═══ Excerpt provided ═══
And the decision to add surveillance cameras to cities, Maass notes, is often made between police chiefs and surveillance companies, which might misrepresent their accuracy in identifying suspects through facial recognition while also offering perks to cops, like massages and free trips.
Maass says the EFF supports laws that empower city councils or county commissions to make decisions about surveillance in a public setting, and it believes that those policies should be regularly reviewed. Cities like Seattle, and California’s San Francisco, Oakland, Berkeley and Davis have such laws. (The Colorado Springs Police began operating downtown surveillance cameras in 2012 with City Council approval.)
Privacy experts and facial recognition researchers agree on one point: Algorithms used to track facial features are notoriously inaccurate. They have a clear racial bias — meaning they are much less capable of identifying darker-skinned people. They often mistake one person for someone else.
═══
### What to do
Please list every city that the surveillance passage names as having laws that let city councils or county commissions decide on public surveillance. The items after this passage are unrelated to it.
═══ Record extracts ═══
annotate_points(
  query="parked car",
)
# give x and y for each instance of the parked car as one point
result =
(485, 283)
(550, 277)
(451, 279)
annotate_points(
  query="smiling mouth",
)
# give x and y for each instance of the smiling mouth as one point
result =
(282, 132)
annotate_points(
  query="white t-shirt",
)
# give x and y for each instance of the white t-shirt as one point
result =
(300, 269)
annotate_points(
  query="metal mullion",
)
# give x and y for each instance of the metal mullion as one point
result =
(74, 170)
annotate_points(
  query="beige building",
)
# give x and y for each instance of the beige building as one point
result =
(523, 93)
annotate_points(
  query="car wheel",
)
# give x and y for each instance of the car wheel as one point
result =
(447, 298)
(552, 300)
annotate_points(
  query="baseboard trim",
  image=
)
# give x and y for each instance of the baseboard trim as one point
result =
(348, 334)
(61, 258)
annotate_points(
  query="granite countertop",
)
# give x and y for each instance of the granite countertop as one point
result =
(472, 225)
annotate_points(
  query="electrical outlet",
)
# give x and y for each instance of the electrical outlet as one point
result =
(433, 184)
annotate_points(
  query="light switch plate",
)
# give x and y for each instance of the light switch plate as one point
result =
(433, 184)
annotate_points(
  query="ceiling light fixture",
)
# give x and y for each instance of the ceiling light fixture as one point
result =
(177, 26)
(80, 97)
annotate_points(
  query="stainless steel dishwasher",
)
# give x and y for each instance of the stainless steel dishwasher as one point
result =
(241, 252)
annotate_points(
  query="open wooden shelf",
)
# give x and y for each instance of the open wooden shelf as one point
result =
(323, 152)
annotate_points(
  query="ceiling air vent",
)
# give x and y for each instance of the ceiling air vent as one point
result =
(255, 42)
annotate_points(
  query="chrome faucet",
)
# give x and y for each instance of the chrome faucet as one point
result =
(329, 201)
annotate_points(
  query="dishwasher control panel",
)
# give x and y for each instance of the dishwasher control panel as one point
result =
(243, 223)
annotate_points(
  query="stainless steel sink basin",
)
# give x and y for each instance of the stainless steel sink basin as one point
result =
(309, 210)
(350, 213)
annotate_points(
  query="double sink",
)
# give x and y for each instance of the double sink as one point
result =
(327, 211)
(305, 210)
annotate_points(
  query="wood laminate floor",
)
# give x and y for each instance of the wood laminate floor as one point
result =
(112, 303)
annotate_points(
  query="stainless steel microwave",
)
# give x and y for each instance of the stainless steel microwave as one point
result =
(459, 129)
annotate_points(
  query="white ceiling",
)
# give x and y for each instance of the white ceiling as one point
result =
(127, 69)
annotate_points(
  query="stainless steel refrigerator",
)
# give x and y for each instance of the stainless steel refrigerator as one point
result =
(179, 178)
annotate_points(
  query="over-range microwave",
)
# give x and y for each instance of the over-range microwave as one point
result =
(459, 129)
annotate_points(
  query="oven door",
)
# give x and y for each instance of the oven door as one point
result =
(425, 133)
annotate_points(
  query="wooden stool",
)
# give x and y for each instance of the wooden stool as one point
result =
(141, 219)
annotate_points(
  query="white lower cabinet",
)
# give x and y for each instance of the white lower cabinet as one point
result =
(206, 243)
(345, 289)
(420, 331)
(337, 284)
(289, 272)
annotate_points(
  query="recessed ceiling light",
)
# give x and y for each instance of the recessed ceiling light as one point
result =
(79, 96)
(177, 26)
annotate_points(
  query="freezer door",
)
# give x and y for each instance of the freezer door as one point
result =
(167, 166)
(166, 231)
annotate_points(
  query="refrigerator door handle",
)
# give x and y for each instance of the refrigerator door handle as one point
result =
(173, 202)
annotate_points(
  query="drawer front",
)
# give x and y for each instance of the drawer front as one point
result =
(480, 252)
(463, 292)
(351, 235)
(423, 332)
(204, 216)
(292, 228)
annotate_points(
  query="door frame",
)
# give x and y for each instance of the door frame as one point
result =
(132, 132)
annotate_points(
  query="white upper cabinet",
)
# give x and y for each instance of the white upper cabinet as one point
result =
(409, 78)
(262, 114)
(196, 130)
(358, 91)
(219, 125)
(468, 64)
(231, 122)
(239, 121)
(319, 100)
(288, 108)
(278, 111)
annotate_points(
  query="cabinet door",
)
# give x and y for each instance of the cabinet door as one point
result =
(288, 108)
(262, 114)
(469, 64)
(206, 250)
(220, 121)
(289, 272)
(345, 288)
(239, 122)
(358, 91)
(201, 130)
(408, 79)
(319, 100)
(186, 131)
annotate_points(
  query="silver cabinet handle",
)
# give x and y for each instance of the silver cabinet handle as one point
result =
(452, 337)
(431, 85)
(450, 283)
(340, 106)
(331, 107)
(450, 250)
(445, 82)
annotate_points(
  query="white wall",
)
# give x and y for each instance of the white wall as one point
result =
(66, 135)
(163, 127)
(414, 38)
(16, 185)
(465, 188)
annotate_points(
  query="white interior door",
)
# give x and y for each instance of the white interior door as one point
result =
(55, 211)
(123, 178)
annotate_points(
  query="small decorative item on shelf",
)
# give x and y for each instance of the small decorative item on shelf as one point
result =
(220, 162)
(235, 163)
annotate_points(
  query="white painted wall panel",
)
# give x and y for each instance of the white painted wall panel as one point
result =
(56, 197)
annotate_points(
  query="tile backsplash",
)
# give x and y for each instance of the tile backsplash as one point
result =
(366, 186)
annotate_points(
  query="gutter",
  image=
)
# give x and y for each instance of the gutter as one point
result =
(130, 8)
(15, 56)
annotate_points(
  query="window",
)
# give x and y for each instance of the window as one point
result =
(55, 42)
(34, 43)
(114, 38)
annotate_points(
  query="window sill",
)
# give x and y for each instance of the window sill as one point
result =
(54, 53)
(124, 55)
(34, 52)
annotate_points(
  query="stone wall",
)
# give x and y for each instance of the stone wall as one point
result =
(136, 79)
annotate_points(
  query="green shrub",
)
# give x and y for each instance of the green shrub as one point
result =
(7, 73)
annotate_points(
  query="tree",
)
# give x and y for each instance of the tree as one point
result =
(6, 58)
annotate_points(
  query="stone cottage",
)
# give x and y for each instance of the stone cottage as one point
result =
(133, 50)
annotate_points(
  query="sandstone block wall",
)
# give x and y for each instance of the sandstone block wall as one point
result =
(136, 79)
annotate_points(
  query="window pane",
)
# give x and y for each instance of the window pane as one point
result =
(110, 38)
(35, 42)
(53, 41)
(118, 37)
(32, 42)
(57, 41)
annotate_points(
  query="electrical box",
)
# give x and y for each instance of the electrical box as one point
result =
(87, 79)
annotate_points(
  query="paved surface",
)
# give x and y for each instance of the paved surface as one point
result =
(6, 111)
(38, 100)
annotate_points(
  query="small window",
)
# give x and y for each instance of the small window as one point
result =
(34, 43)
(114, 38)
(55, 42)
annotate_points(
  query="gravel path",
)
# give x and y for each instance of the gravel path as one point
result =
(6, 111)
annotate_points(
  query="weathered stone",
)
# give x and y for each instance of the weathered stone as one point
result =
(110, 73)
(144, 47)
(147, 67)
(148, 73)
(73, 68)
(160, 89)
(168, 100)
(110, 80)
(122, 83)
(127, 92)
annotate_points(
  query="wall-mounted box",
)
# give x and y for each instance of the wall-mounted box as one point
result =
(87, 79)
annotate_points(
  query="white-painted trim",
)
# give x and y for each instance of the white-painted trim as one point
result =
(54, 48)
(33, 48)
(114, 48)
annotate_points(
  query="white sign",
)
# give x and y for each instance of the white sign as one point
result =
═══
### Task solution
Seattle, San Francisco, Oakland, Berkeley, Davis